*What you should do:* Pick out each line in the rows below that contains the string "dress".

*Stored data:*

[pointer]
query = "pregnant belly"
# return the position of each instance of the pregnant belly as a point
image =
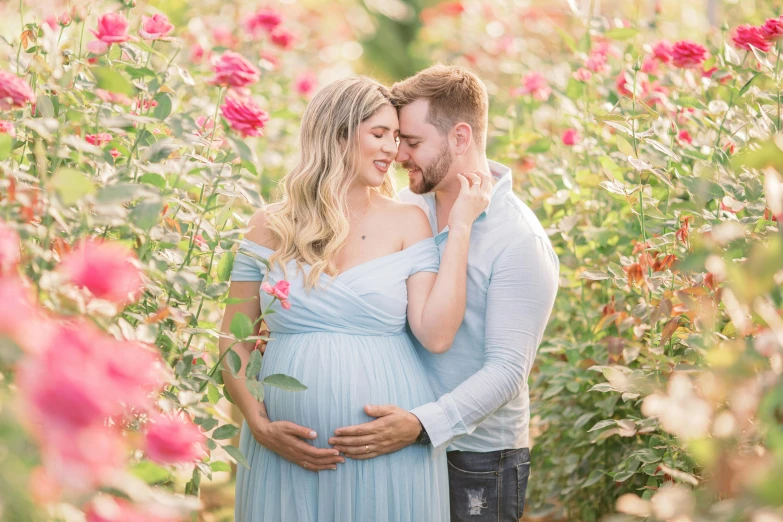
(343, 373)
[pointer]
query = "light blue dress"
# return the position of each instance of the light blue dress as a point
(345, 341)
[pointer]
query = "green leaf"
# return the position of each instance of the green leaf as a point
(234, 363)
(225, 265)
(163, 108)
(236, 455)
(111, 80)
(284, 382)
(747, 84)
(256, 389)
(71, 185)
(253, 365)
(6, 146)
(146, 214)
(241, 326)
(150, 472)
(226, 431)
(621, 33)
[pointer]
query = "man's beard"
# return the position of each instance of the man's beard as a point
(432, 174)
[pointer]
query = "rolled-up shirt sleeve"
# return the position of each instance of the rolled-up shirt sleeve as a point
(520, 297)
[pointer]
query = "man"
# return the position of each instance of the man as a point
(482, 414)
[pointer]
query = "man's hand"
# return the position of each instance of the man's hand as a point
(285, 439)
(392, 430)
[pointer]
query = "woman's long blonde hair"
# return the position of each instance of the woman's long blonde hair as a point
(311, 223)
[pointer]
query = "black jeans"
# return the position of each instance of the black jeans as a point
(488, 487)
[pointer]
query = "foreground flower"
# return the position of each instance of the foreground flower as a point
(156, 27)
(748, 35)
(9, 249)
(105, 269)
(112, 28)
(265, 20)
(535, 86)
(772, 29)
(14, 91)
(244, 116)
(688, 55)
(571, 137)
(234, 70)
(172, 439)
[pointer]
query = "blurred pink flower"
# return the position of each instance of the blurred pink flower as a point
(244, 116)
(234, 70)
(113, 509)
(10, 246)
(113, 97)
(772, 29)
(263, 20)
(98, 139)
(582, 75)
(746, 35)
(688, 55)
(112, 28)
(571, 137)
(662, 51)
(156, 27)
(105, 269)
(173, 439)
(535, 85)
(7, 127)
(305, 83)
(282, 38)
(14, 91)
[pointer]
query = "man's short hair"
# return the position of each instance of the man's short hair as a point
(455, 95)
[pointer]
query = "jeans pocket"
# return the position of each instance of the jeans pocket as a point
(473, 495)
(523, 473)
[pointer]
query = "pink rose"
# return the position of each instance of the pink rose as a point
(112, 28)
(772, 29)
(10, 246)
(688, 55)
(156, 27)
(662, 51)
(105, 269)
(173, 439)
(536, 86)
(244, 116)
(113, 509)
(582, 75)
(98, 139)
(7, 127)
(305, 83)
(747, 35)
(282, 38)
(684, 137)
(571, 137)
(14, 91)
(234, 70)
(264, 19)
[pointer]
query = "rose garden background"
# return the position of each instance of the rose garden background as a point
(136, 140)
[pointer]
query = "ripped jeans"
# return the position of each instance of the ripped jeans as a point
(488, 487)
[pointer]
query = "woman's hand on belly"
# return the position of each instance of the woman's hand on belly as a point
(288, 440)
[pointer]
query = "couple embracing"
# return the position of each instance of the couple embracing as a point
(413, 319)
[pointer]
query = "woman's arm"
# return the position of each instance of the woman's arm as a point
(436, 304)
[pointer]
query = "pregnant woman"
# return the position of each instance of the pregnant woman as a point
(360, 264)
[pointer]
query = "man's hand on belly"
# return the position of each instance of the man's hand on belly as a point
(285, 439)
(392, 430)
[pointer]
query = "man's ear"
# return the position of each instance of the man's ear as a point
(463, 134)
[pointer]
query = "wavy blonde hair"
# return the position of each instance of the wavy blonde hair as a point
(311, 223)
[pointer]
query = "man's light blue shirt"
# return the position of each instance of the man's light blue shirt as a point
(481, 382)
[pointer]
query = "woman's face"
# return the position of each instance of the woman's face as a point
(378, 138)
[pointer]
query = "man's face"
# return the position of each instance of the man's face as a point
(423, 151)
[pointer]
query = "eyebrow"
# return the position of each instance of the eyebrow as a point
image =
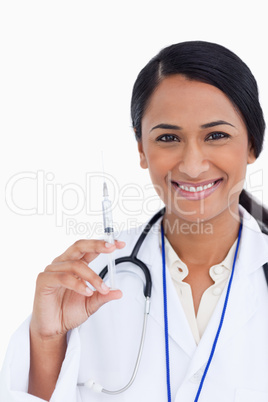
(207, 125)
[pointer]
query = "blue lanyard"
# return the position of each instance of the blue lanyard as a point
(166, 317)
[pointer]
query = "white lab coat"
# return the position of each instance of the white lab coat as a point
(105, 347)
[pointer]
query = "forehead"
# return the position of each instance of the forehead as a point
(181, 100)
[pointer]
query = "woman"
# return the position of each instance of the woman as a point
(198, 124)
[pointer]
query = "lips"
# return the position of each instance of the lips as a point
(196, 191)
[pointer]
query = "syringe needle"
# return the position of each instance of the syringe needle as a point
(109, 231)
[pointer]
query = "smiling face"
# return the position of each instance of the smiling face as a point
(195, 145)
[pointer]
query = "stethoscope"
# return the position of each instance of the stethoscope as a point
(147, 293)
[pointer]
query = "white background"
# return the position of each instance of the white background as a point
(66, 75)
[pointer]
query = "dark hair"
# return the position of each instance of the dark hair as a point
(215, 65)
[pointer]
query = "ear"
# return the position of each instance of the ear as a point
(143, 160)
(251, 154)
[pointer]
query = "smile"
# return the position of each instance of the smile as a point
(196, 191)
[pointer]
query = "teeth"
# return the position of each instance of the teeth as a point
(196, 189)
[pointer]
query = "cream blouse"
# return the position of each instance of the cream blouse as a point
(219, 274)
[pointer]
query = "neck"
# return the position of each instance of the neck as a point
(202, 243)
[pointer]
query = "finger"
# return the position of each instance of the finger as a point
(79, 269)
(90, 248)
(118, 244)
(47, 282)
(97, 300)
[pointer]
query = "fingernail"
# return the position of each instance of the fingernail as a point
(104, 286)
(89, 291)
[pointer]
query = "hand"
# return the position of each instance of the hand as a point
(63, 301)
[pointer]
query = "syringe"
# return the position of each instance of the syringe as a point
(109, 231)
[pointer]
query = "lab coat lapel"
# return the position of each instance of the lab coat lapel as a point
(243, 299)
(179, 329)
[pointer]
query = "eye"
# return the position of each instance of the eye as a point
(168, 138)
(217, 136)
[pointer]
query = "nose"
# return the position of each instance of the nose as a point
(193, 162)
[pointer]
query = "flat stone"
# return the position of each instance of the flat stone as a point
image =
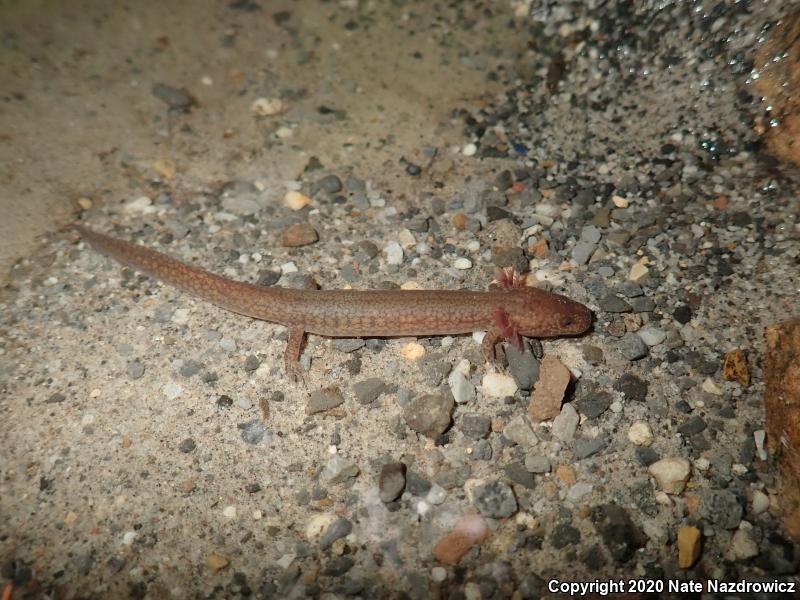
(429, 414)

*Result of the exercise:*
query = "light blue dress"
# return the position of each instance of the light blue dress as a point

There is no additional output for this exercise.